*** Records supplied ***

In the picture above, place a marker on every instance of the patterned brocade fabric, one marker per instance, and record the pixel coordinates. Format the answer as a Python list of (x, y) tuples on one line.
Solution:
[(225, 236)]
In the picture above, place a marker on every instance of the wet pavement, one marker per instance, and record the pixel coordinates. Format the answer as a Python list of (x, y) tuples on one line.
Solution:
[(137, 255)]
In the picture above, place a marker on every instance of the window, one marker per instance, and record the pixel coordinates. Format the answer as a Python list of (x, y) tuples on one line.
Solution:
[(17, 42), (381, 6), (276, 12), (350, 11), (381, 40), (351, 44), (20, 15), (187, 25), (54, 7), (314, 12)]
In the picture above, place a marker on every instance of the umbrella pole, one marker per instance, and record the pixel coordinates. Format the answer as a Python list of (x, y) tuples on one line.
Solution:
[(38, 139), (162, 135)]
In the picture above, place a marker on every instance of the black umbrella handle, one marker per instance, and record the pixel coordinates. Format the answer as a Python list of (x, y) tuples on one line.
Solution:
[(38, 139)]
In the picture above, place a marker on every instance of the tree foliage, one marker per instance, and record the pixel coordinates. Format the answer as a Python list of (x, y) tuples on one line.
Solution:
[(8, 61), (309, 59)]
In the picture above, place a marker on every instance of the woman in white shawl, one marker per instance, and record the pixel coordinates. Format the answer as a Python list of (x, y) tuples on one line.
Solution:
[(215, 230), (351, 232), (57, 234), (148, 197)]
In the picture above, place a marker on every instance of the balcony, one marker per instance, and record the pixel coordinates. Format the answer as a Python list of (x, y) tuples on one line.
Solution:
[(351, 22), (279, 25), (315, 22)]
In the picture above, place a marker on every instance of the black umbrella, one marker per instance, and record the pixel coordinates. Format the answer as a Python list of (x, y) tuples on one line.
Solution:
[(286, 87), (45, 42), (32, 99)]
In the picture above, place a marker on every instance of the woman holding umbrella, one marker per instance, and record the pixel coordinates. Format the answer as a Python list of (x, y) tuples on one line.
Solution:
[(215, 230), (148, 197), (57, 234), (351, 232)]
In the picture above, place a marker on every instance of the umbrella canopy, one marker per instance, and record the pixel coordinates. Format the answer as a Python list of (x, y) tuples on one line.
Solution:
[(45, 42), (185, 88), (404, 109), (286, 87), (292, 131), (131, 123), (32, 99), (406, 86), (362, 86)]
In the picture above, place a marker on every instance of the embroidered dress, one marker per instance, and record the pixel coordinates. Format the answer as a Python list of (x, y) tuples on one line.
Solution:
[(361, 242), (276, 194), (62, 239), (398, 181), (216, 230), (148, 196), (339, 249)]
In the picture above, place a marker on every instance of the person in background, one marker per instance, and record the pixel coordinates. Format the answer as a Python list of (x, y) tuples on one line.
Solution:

*** End of Records supplied ***

Work instruction =>
Look through the entries above and copy each line that has "umbrella" in it.

Answer for the task =>
In the picture above, place a marker on every instance of the umbrella pole, one marker per instance, and record the pixel coordinates. Format the answer as a Python list of (x, y) tuples on one line.
In the picture above, place a marker on every instance of the black umbrella handle, one marker per instance, and record the pixel coordinates. Format the answer as a Python list of (x, y) tuples on one line.
In the picture above, place a marker on every instance of the black umbrella, one marker per instance, and record the pixel coordinates. Format the answer as a Python list of (x, y) tuples on one line.
In the picture above, place a marker on every instance of the woman holding umbrella, one marker per instance, and record the pixel coordinates. Format the answer as a Python list of (x, y) tuples on one line.
In the picture above, place a marker on every instance of the umbrella canopy, one marker per instance, and record the pixel coordinates. Format the answer as a Python list of (x, y) tuples on one line.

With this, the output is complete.